(REQUIRED WORK)
1. According to the knitting blog post, why did the writer want to knit a scarf from single bed fabric?
2. Repeat the part of the knitting blog post between "Summer is here" and "bed scarves roll.", inclusive.

(PASSAGE PROVIDED)

.....

Summer is here and lots of time is spent keeping the animals cool. I am working on some weaving samples and will be posting my latest draft soon. In the mean time, I found this GREAT video to share!! 🙂
I knit the samples above a few months ago. I couldn’t decide whether to write up a tutorial or not…. I rarely post tutorials on my blog. I have always been inspired by my friend Carol’s blog. She has a wonderful blog for Passap knitters with lots of tips and tutorials. I thought maybe I should take some time to share a little bit on my blog too…
The photo above shows some samples I had knit a while back on my Passap E6000 (grey sample) and Silver Reed SK840 (mustard colored sample). I knit lots of scarves which are mostly all knit on the double bed. I don’t like how the edges of single bed scarves roll.
Over the winter, I thought I would be nice to have a single bed fabric for a scarf because it would be a lighter fabric. There is the edge roll issue with single bed fabric. But what if I could rib the edges?…. I have a couple of double bed books which reference the long stitch (also called half Milano) technique but most instances are as a backing. I found a blog that showed the long stitch edge with stockinette in the middle. I did not want plain stockinette for the center knitting but a tuck stitch or slip stitch design. Since tuck stitch seems to curl a bit, the edges will be tamed with the long stitch edge. Once I started knitting these samples, I realized there are many possibilities for the center design…
You can follow the directions in the blog I linked if you need detailed set up directions. Basically, you are just casting on in full needle rib. After the ribber circular rows, knit as much “end” border as you want. Then transfer the middle stitches (which will be your patterned knitting) to your main bed. (Main bed is: back bed Japanese, front bed Passap). Leave as many stitches on the ribber as you want for the long stitch edge. Passap use black strippers.

.....

(SOURCE EXCERPT)
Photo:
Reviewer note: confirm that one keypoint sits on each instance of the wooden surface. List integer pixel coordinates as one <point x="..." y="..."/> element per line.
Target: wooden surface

.....

(TASK-BY-TASK OUTPUTS)
1. The writer wanted a single bed fabric because it would be a lighter fabric than the double bed fabric used for most of the writer's scarves. The edge roll problem could then be handled by ribbing the edges.

2.
Summer is here and lots of time is spent keeping the animals cool. I am working on some weaving samples and will be posting my latest draft soon. In the mean time, I found this GREAT video to share!! 🙂
I knit the samples above a few months ago. I couldn’t decide whether to write up a tutorial or not…. I rarely post tutorials on my blog. I have always been inspired by my friend Carol’s blog. She has a wonderful blog for Passap knitters with lots of tips and tutorials. I thought maybe I should take some time to share a little bit on my blog too…
The photo above shows some samples I had knit a while back on my Passap E6000 (grey sample) and Silver Reed SK840 (mustard colored sample). I knit lots of scarves which are mostly all knit on the double bed. I don’t like how the edges of single bed scarves roll.